Exercise goal ▸
Output the entire passage below on identity programs word for word, changing nothing.

Quoted text ▸
- - - - -

Listen… the pressure is real. AI isn’t coming; it’s already in your threat models, your logs, your board questions and collaboration platforms—Teams, Slack, Zoom—are now where identity battles start, not where they end. This isn’t a “watch the trend” moment. It’s a “change how you operate” mandate. Stop reacting. The only sustainable position is to put identity at the control plane and run it with discipline. If you do, you set the tempo. If you don’t, attackers and auditors will.

Table of Contents

Let’s Talk Discipline

Let’s talk about something identity leaders don’t say out loud enough: your IAM program is not a tool—it’s an operating model. And right now, many of you are running a 2025 program on 2009 processes and wondering why it feels slow, brittle, and unconvincing in front of the board..

- - - - -

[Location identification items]
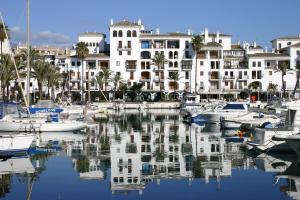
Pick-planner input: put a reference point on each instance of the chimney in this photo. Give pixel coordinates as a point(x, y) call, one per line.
point(157, 31)
point(205, 35)
point(217, 37)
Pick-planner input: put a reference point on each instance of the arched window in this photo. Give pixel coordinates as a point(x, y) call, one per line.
point(128, 33)
point(145, 55)
point(133, 33)
point(120, 34)
point(175, 64)
point(170, 55)
point(175, 54)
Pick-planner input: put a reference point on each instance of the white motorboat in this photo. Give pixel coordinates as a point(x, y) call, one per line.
point(251, 119)
point(230, 110)
point(273, 139)
point(12, 143)
point(14, 124)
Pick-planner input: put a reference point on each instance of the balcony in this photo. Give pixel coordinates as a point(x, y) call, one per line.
point(131, 148)
point(187, 64)
point(124, 48)
point(242, 78)
point(229, 77)
point(130, 65)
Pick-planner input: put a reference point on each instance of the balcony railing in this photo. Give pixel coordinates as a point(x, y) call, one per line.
point(229, 77)
point(131, 148)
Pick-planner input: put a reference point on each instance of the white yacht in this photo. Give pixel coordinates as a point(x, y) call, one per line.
point(273, 139)
point(13, 143)
point(230, 110)
point(252, 119)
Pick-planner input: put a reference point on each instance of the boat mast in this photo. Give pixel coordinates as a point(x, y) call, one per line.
point(28, 53)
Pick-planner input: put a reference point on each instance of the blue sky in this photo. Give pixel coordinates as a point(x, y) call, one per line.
point(57, 22)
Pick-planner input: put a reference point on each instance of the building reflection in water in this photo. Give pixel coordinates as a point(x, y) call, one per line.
point(133, 149)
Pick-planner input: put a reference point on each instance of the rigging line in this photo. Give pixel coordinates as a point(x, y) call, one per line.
point(11, 53)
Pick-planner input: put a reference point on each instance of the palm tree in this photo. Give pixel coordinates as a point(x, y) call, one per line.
point(53, 77)
point(159, 60)
point(123, 87)
point(197, 43)
point(82, 51)
point(3, 31)
point(40, 73)
point(283, 68)
point(174, 76)
point(297, 69)
point(116, 80)
point(100, 81)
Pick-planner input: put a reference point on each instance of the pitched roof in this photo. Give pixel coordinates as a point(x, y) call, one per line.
point(125, 23)
point(295, 45)
point(273, 55)
point(91, 34)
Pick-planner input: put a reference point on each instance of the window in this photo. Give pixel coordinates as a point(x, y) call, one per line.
point(120, 34)
point(131, 76)
point(133, 33)
point(187, 75)
point(170, 55)
point(128, 33)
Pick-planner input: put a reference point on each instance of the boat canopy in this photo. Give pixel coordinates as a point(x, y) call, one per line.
point(234, 106)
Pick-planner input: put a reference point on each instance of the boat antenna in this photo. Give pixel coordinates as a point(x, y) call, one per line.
point(15, 66)
point(28, 54)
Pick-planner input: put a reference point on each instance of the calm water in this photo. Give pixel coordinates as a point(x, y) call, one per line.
point(147, 156)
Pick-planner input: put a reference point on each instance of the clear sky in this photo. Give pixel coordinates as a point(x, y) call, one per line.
point(57, 22)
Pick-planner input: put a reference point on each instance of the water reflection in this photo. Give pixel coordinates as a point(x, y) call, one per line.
point(129, 151)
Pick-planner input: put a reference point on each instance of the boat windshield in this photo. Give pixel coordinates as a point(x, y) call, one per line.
point(45, 104)
point(234, 107)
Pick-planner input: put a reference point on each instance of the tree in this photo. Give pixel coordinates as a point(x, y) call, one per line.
point(197, 43)
point(297, 69)
point(53, 77)
point(106, 77)
point(159, 60)
point(100, 81)
point(40, 73)
point(283, 68)
point(82, 51)
point(123, 87)
point(3, 32)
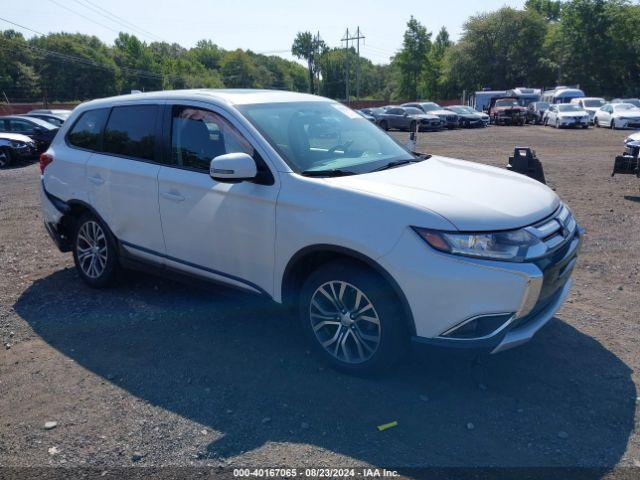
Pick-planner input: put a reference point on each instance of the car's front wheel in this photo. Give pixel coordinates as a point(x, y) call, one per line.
point(352, 318)
point(94, 252)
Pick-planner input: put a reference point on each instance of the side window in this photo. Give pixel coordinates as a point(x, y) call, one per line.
point(197, 136)
point(131, 131)
point(87, 130)
point(20, 126)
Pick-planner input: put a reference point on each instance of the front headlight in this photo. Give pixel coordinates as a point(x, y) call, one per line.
point(512, 245)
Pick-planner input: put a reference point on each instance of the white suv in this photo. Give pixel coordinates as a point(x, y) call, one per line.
point(304, 201)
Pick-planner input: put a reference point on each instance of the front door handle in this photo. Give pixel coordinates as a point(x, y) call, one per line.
point(96, 179)
point(175, 196)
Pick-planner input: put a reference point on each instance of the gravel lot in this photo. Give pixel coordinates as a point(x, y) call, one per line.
point(159, 373)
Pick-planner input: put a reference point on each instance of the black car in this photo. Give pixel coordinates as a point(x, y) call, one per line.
point(407, 119)
point(535, 112)
point(53, 119)
point(38, 130)
point(466, 118)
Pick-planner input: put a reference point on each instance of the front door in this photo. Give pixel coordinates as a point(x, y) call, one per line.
point(225, 231)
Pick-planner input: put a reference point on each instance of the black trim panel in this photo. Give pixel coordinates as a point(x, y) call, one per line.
point(199, 267)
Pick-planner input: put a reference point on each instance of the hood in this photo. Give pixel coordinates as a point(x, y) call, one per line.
point(442, 113)
point(16, 136)
point(472, 196)
point(627, 114)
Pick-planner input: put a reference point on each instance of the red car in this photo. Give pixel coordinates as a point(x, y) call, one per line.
point(507, 111)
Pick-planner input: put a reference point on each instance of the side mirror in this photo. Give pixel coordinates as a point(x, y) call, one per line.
point(233, 167)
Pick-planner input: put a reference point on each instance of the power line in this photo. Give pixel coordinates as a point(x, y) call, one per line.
point(117, 19)
point(83, 16)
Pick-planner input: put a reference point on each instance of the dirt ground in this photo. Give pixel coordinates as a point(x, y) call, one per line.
point(158, 373)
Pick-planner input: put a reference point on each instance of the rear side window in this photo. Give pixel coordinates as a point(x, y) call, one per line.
point(131, 131)
point(87, 130)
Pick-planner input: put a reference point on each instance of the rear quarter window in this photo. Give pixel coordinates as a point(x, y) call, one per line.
point(87, 131)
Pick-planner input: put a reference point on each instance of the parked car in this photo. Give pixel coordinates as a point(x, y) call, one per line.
point(467, 116)
point(618, 115)
point(449, 118)
point(507, 111)
point(567, 115)
point(39, 131)
point(407, 119)
point(590, 104)
point(56, 111)
point(372, 111)
point(632, 101)
point(536, 112)
point(53, 119)
point(14, 146)
point(369, 244)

- - - - -

Solution below ▸
Listen… the pressure is real. AI isn’t coming; it’s already in your threat models, your logs, your board questions and collaboration platforms—Teams, Slack, Zoom—are now where identity battles start, not where they end. This isn’t a “watch the trend” moment. It’s a “change how you operate” mandate. Stop reacting. The only sustainable position is to put identity at the control plane and run it with discipline. If you do, you set the tempo. If you don’t, attackers and auditors will.

Table of Contents

Let’s Talk Discipline

Let’s talk about something identity leaders don’t say out loud enough: your IAM program is not a tool—it’s an operating model. And right now, many of you are running a 2025 program on 2009 processes and wondering why it feels slow, brittle, and unconvincing in front of the board..